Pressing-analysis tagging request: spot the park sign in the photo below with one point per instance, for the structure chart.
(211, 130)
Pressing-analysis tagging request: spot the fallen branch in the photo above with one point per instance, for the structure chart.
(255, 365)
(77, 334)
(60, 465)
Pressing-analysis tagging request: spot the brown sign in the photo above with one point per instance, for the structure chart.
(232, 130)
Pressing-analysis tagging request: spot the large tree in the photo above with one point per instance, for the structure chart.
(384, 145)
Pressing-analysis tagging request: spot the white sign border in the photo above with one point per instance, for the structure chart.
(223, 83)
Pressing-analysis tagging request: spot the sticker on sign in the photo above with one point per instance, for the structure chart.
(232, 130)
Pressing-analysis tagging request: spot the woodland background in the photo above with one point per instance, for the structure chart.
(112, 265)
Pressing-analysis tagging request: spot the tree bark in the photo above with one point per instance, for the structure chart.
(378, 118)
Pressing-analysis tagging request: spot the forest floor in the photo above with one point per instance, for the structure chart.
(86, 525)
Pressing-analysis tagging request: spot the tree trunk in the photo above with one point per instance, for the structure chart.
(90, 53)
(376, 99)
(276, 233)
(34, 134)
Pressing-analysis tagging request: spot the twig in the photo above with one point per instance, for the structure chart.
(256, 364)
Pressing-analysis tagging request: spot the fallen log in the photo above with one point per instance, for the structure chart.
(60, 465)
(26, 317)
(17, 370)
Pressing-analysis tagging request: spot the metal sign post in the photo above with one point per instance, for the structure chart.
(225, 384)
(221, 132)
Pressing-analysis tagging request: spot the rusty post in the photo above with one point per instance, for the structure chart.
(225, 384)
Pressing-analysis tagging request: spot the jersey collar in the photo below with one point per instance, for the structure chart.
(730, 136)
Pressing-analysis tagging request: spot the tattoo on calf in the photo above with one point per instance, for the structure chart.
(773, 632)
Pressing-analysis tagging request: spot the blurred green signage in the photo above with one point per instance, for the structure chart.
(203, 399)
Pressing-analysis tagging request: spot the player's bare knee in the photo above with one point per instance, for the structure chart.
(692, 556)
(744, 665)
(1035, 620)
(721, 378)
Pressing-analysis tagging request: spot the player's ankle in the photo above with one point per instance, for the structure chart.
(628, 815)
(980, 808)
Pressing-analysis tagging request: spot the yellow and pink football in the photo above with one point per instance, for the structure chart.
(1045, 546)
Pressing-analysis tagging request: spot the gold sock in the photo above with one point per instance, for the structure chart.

::::

EXERCISE AIM:
Please copy out every one of the records above word for word, without changing anything.

TASK RESPONSE:
Pressing-analysis tagging request: spot the park sign in the photo below with one point per instance, for the structure chart.
(211, 130)
Pressing-analysis tagging request: spot the fallen branch in the photo above with one point per instance, for the structure chart.
(255, 365)
(77, 334)
(60, 465)
Pressing-analysis tagging request: spot the brown sign in the photo above with one point per instance, for the structure chart.
(232, 130)
Pressing-analysis tagging request: spot the large tree in the photo above with one point per instance, for the structure chart.
(384, 145)
Pressing-analysis tagging request: spot the white sign border in the photo above with one point per instance, for the structure chart.
(223, 83)
Pressing-analysis tagging request: spot the sticker on sign in the photo above with one point per instance, for the structure chart.
(232, 130)
Pressing-analysis tagging request: spot the woodland background in the photo above with one point per instance, for the structure chart.
(112, 265)
Pressing-analysis tagging request: spot the tree bark in the photo above with one point per instance, for the structure chart.
(378, 118)
Pressing-analysis tagging request: spot the forest floor in the photo above with one point per instance, for the structure chart.
(86, 525)
Pressing-analysis tagging request: spot the tree trunk in the photo above with one point per instance, for the structure chart.
(90, 53)
(376, 99)
(276, 233)
(34, 134)
Pressing-analysis tagging request: spot the twig in the photo above with one point per instance, for the structure chart.
(256, 364)
Pressing-analysis tagging request: spot the fallen log in the photo above with one point per instance, for the structure chart.
(60, 465)
(26, 317)
(17, 370)
Pressing-analysis tagging request: spot the metal sign post in the photo above with one point per instance, for the structure chart.
(225, 384)
(221, 132)
Pressing-analysis tagging request: spot the rusty post in the photo above with one point per instance, for the structure chart.
(225, 384)
Pressing-analysis tagging request: spot the jersey collar in the photo below with one point per instance, for the structure chart.
(730, 136)
Pressing-analysis tagging request: spot the tattoo on calf in the photo above with one point per instance, for the structure chart.
(773, 632)
Pressing-analysis tagging request: spot the blurred green signage in the photo above with one point per instance, for the structure chart.
(203, 399)
Pressing-analysis tagging request: spot the player's bare knee in the photo above with one point per instance, for the structure chart.
(692, 556)
(744, 665)
(1035, 620)
(721, 378)
Pressing-analysis tagging request: spot the player's ankle in the photo above with one point per instance, for the structure chart.
(628, 815)
(980, 808)
Pressing-analysis tagging request: spot the yellow and pink football in the photo above with one point per instance, for the structure chart.
(1045, 546)
Pressing-analysis tagging request: spot the gold sock in the photo above with one point per instance, for the structure chart.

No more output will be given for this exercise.